Problem details. Beginning at the line that contains "[indicate] the woman's face" and ending at the last line of the entries, write out each line exactly; include nothing outside that span.

[Dataset items]
###

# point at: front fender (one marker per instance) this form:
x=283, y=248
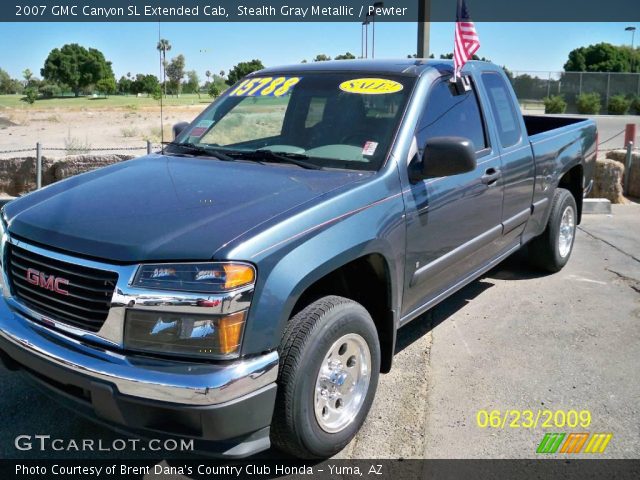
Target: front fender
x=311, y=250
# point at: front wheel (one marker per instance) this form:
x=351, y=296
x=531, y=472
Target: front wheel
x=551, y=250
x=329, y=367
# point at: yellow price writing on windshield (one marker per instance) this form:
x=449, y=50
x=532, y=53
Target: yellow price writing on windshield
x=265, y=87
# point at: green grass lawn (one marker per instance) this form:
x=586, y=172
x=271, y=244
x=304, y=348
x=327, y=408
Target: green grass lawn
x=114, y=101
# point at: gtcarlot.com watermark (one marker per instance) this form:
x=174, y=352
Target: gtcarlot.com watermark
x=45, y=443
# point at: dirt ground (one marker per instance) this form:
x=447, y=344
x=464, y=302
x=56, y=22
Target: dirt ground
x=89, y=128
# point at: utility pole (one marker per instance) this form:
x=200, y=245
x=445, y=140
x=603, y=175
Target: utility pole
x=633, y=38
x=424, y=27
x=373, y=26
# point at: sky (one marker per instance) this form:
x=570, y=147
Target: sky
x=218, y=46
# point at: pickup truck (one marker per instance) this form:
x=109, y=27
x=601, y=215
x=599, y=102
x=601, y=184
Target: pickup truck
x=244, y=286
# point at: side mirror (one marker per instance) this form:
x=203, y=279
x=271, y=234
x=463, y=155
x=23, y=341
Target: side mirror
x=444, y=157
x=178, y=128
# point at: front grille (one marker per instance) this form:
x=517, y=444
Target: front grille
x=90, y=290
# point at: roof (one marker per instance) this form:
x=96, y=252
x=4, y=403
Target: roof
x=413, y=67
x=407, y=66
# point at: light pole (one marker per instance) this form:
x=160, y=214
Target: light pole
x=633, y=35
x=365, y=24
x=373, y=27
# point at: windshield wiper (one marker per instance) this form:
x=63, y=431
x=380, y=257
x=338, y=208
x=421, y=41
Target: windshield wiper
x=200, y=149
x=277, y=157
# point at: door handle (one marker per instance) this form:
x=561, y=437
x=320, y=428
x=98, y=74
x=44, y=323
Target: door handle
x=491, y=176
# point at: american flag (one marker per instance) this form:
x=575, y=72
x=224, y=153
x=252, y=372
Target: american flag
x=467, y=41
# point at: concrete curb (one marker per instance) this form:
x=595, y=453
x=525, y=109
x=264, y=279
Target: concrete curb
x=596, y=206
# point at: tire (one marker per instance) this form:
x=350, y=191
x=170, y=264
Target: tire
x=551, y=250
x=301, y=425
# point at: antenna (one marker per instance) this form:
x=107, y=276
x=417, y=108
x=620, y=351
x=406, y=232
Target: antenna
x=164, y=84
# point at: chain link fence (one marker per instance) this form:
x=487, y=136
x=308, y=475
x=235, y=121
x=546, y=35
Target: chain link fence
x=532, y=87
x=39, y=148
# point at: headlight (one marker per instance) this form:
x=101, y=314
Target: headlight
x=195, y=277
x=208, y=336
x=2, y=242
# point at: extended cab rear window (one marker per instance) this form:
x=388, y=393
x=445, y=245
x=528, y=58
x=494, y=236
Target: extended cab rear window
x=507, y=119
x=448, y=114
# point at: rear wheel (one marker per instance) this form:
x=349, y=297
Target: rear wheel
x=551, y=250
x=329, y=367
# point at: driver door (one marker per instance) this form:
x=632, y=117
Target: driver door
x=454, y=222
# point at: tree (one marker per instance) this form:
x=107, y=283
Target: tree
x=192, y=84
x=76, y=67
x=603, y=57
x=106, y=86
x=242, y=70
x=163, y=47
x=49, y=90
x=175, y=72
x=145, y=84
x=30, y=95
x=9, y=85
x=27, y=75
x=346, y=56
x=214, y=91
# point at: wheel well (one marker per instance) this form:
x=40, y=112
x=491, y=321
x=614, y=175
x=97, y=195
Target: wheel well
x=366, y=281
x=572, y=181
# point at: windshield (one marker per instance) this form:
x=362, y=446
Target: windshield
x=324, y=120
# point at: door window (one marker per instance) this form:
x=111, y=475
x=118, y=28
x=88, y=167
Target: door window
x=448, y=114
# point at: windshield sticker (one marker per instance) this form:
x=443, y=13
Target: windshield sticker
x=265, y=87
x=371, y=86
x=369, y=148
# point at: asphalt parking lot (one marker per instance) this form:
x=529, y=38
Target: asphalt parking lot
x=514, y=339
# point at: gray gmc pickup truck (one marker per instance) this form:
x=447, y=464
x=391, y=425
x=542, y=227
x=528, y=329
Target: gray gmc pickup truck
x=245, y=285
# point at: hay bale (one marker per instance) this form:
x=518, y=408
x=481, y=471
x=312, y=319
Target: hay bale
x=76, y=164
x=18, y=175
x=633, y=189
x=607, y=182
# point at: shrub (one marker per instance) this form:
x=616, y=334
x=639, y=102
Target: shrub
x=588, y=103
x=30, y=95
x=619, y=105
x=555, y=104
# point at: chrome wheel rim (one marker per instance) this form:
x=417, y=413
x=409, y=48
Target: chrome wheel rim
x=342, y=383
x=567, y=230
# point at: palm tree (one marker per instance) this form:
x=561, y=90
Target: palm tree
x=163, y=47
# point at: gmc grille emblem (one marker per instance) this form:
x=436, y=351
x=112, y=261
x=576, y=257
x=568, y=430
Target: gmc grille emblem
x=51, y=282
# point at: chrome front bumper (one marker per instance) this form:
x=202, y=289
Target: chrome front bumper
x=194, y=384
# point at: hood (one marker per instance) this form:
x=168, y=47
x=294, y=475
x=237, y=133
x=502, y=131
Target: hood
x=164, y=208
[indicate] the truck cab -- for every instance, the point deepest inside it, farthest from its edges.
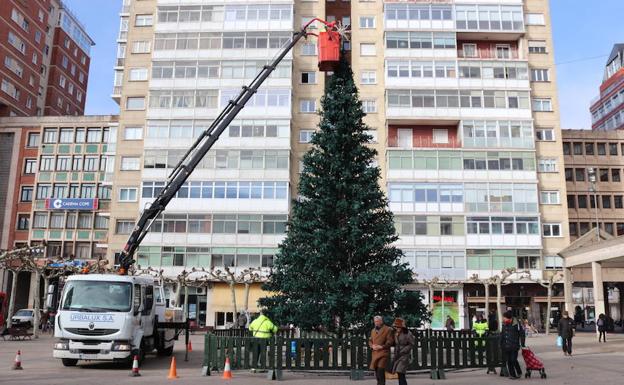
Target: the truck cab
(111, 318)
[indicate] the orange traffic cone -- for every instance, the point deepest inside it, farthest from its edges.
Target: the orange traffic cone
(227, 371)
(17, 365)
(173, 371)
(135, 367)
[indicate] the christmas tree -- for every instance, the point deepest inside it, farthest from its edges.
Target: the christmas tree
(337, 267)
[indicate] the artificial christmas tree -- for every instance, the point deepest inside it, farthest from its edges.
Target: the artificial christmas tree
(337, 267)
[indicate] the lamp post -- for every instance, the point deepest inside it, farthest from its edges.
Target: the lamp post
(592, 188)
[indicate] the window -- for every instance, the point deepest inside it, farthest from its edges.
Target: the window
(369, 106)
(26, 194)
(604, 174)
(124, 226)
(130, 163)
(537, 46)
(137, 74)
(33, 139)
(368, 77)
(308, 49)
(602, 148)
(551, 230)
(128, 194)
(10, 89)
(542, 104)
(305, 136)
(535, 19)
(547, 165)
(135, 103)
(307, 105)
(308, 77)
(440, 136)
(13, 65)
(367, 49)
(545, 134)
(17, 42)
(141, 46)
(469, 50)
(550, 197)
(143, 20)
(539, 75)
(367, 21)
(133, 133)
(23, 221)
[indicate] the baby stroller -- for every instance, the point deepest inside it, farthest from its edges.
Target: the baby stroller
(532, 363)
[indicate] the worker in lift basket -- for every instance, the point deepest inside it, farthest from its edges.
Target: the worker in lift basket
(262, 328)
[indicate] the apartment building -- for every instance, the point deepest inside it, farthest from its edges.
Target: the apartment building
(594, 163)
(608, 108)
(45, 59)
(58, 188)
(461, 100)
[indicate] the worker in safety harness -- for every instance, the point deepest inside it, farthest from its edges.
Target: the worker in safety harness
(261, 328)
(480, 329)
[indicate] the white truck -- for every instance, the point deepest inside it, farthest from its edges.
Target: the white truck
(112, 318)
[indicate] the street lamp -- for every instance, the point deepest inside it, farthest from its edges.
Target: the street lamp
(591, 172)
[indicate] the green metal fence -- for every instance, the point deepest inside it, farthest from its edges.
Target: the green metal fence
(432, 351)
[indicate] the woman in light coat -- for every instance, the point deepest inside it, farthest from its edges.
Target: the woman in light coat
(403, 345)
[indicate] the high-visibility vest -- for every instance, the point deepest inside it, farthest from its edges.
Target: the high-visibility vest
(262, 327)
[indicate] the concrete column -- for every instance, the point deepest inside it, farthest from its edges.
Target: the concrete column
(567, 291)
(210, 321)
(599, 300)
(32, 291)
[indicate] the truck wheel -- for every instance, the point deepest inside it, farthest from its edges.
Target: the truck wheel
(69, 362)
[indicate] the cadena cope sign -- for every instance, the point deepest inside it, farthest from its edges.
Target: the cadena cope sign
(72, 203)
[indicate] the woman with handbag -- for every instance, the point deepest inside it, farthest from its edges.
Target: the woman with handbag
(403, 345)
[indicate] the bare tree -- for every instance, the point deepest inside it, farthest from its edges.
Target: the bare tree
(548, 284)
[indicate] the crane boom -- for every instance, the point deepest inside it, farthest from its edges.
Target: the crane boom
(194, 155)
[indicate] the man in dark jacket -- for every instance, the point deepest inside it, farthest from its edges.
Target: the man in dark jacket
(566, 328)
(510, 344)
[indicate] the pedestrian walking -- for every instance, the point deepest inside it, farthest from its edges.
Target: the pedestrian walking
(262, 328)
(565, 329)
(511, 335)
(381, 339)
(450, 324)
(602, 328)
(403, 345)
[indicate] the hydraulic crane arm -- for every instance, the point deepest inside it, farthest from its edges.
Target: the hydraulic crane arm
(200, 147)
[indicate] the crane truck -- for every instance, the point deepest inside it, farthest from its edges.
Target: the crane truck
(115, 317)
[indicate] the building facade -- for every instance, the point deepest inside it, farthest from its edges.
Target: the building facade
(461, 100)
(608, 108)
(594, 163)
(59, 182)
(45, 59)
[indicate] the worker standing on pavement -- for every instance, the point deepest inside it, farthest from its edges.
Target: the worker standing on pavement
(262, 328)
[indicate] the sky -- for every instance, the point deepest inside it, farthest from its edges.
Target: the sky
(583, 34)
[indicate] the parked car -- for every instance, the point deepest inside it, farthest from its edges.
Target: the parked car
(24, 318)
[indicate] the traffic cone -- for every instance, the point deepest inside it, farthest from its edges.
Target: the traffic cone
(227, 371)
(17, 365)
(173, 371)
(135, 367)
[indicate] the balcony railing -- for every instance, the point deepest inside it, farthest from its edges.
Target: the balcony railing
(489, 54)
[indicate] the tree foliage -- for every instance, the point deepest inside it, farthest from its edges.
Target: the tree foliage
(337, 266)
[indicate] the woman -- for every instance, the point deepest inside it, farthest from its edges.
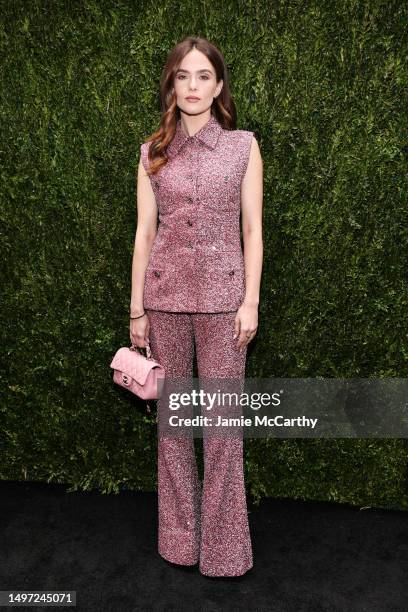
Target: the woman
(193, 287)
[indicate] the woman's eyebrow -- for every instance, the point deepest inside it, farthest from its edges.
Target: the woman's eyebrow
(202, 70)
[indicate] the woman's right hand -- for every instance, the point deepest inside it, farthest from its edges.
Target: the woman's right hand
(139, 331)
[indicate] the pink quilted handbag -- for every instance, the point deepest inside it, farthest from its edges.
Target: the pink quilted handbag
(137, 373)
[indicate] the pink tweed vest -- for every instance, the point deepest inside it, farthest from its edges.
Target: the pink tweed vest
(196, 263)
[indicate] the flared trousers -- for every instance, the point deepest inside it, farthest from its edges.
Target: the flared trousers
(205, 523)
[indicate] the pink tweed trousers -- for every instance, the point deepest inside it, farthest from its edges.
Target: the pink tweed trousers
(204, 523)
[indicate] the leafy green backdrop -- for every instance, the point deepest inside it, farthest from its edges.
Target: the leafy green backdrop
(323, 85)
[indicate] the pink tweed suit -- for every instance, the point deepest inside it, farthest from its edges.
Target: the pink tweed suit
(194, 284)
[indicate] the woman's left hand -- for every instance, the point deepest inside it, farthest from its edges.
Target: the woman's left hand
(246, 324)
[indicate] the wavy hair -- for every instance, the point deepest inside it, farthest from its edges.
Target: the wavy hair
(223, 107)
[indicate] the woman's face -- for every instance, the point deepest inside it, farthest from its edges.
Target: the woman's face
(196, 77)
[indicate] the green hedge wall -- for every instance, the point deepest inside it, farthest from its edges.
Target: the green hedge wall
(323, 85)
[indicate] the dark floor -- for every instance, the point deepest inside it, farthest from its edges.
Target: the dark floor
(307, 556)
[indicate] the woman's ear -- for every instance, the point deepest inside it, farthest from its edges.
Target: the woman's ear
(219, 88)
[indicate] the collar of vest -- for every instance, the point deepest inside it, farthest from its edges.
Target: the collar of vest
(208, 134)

###

Your solution.
[indicate] the woman's face -- for every instance, the point deepest inside it, farthest from its edges.
Target: the woman's face
(196, 77)
[indicate] the green hedge wall -- for every instance, the point deepest inside it, farthest from its edges.
Target: the green hedge wall
(323, 85)
[indicate] the dark floor -- for every instance, the point deepest inside it, farthest from its edges.
Target: the dark floor
(307, 556)
[indicate] the woman's ear -- for every instance, the point deepest inside it, farthest from its edges.
Target: the woman's ear
(219, 88)
[indicate] the collar of vest -- for every instance, the point deepest inside it, farthest from its edges.
Target: the collar of vest
(208, 134)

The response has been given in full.